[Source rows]
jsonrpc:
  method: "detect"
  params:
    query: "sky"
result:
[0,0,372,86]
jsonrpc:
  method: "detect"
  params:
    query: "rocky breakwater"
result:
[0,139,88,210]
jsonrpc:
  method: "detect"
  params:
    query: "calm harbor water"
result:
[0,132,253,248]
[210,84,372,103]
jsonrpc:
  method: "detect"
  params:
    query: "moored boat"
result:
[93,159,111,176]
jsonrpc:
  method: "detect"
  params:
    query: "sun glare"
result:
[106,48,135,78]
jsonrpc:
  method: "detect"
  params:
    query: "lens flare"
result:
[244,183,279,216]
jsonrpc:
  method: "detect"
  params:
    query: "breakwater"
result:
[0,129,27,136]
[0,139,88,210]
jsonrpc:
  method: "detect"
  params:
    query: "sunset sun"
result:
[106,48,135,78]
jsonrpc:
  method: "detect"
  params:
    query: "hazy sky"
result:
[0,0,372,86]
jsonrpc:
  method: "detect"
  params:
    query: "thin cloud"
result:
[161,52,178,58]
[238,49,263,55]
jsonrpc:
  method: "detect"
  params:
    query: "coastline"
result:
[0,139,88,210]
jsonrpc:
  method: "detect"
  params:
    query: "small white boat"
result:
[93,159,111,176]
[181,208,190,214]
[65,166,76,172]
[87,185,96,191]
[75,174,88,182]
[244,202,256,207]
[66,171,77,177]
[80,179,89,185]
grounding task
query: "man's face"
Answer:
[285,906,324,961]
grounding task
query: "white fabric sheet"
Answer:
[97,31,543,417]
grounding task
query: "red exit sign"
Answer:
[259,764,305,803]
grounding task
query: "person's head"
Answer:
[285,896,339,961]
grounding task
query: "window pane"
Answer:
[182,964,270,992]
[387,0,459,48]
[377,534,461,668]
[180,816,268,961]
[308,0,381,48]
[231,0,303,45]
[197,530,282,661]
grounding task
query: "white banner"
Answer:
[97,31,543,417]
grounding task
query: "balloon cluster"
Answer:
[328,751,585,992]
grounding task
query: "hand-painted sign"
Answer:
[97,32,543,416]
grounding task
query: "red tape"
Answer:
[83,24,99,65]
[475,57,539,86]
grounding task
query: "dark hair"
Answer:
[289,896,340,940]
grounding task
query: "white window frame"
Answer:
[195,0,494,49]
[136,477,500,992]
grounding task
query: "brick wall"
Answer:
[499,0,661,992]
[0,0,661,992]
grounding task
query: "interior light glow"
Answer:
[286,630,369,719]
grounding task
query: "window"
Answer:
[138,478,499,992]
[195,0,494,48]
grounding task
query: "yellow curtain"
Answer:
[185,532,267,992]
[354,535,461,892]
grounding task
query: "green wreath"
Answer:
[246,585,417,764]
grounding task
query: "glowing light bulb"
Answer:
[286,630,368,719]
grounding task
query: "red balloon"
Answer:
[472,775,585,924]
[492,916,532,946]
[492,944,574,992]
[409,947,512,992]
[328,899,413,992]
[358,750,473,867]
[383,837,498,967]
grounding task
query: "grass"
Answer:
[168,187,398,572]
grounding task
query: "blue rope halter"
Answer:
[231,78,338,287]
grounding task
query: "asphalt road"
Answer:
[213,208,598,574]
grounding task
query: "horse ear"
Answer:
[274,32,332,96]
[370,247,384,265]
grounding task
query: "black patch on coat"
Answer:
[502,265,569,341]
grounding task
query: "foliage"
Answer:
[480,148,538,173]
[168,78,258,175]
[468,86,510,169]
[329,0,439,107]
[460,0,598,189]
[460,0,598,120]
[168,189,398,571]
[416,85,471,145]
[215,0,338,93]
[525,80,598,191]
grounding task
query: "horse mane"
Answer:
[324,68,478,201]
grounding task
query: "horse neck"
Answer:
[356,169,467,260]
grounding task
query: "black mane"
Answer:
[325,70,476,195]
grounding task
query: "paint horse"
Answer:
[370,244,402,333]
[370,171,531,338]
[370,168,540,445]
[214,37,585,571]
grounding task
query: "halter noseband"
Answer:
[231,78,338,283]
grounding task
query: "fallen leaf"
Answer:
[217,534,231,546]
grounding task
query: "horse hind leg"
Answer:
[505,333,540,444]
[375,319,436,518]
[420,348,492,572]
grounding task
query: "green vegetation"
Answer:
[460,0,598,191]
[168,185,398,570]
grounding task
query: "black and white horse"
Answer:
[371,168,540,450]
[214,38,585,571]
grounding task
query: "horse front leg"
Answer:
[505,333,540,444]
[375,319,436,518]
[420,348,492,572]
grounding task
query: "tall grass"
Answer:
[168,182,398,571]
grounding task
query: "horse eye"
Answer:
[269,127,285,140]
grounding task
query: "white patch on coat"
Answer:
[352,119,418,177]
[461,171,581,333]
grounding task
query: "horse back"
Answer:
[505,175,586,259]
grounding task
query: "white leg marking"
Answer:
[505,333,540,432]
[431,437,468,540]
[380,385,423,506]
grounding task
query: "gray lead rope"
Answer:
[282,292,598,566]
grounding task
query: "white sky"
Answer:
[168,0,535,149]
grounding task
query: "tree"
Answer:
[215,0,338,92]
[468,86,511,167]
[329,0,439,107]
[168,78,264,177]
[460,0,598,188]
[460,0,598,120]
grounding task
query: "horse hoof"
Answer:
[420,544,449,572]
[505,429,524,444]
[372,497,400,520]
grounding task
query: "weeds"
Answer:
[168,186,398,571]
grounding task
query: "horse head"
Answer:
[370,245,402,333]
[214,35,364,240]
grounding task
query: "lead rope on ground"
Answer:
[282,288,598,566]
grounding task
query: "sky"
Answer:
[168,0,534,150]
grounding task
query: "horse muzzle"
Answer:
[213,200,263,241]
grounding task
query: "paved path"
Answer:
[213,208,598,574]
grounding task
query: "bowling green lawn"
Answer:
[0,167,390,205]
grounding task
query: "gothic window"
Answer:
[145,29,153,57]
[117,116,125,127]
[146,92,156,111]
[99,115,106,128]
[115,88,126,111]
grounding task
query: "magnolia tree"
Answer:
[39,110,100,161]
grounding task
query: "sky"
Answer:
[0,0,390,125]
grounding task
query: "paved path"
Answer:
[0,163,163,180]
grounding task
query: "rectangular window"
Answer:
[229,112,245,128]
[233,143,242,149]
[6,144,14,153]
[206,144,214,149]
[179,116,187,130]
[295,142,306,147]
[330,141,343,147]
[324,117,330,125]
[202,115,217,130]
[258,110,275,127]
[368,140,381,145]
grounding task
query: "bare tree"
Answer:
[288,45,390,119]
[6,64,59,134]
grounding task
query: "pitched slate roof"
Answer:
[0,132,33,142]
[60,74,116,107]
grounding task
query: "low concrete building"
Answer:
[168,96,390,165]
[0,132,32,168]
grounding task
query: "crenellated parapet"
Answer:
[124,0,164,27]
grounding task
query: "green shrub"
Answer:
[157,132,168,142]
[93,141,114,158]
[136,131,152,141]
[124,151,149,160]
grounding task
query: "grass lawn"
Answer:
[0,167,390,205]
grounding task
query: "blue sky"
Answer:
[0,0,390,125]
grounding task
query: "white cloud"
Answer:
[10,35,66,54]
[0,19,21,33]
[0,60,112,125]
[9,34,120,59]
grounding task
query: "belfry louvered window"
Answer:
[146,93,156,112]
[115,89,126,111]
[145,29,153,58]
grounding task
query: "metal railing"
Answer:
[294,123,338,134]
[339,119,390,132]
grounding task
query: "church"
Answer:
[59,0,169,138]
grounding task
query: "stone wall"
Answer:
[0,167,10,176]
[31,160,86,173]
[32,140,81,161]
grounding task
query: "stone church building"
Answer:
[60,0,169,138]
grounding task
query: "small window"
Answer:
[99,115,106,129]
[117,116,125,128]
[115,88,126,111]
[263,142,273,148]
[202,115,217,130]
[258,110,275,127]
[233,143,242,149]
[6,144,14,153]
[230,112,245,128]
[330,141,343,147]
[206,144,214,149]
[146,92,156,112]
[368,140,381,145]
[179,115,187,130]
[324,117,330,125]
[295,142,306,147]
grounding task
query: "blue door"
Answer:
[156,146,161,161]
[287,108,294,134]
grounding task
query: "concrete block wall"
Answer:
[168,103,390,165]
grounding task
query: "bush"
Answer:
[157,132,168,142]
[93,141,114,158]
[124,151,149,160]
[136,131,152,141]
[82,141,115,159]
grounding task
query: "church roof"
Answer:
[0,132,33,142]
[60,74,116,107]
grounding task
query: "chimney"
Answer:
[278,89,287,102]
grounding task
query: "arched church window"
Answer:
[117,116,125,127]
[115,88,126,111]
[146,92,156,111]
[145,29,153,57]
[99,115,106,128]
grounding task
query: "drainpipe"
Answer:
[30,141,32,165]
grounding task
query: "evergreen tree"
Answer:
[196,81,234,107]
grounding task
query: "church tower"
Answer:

Request. Report every line of the rows above that contains the string "breakwater".

Finished exercise.
    query: "rocky breakwater"
    query: "breakwater"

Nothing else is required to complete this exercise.